[Point annotation records]
=-=-=
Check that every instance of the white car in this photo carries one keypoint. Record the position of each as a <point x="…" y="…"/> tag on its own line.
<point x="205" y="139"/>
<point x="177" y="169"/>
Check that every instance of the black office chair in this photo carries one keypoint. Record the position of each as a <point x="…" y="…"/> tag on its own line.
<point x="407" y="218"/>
=-=-=
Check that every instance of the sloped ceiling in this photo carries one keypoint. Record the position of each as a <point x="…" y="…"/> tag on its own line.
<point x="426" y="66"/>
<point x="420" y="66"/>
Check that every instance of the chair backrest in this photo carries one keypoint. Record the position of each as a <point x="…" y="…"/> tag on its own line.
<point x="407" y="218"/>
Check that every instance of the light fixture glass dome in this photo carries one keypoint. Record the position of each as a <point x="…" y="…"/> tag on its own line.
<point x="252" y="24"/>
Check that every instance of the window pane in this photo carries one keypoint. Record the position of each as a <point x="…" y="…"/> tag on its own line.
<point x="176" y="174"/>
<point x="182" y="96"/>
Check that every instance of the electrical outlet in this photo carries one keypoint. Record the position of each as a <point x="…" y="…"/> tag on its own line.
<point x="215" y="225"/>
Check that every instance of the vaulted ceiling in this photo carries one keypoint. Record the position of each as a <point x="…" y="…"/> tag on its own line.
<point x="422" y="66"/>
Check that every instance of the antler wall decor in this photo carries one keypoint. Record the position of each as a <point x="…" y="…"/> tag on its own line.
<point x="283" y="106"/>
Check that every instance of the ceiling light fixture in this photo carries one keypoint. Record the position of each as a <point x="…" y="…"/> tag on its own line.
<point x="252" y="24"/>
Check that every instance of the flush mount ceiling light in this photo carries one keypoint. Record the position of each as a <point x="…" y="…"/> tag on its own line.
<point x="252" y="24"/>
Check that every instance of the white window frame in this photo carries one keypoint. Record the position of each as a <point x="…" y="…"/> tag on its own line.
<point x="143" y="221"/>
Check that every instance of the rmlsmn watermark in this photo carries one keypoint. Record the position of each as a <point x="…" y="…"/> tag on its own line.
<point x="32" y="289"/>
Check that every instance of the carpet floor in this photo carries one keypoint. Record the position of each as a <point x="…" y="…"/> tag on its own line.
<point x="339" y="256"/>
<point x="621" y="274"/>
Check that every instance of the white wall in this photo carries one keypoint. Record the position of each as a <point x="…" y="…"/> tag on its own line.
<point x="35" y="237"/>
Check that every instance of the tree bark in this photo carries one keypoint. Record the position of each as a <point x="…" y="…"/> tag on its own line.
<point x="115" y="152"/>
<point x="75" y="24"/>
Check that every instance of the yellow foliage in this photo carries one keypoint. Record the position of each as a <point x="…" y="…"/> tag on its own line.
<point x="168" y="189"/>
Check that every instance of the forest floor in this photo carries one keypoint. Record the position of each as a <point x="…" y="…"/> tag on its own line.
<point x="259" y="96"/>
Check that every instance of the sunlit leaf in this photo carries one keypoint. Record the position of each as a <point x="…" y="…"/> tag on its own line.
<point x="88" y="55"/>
=-=-=
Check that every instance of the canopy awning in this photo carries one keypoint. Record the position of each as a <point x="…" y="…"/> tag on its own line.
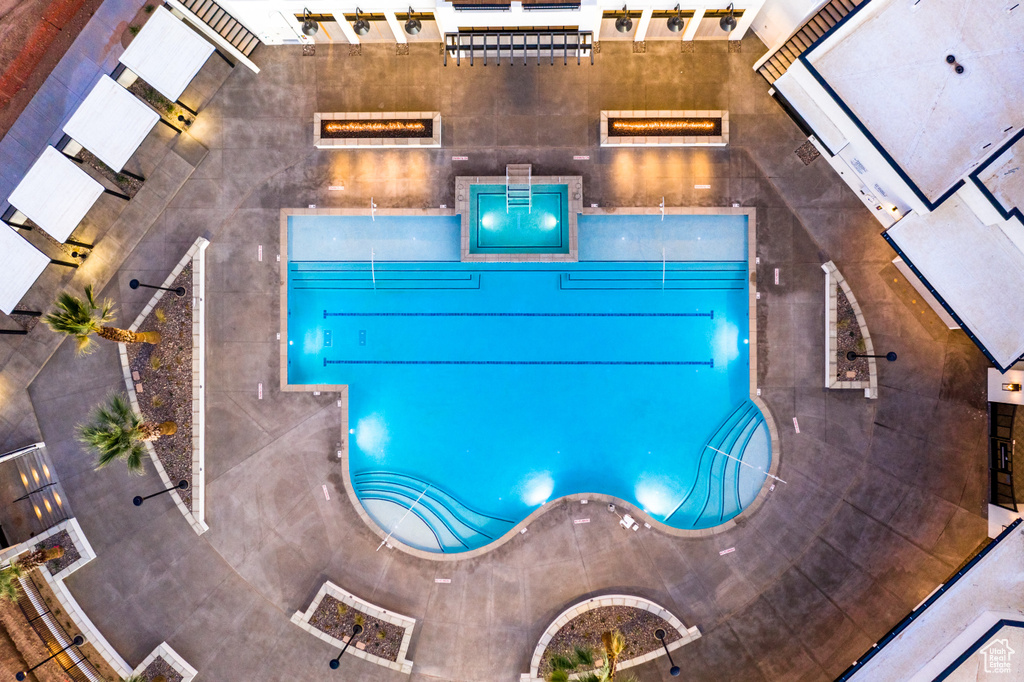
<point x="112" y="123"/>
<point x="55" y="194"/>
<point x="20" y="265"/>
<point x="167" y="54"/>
=-=-=
- **Problem details**
Give the number of lines in the records above that contain the string "ceiling", counting only matches with the same letter case. Reply with the number alone.

- **Solution to this task**
4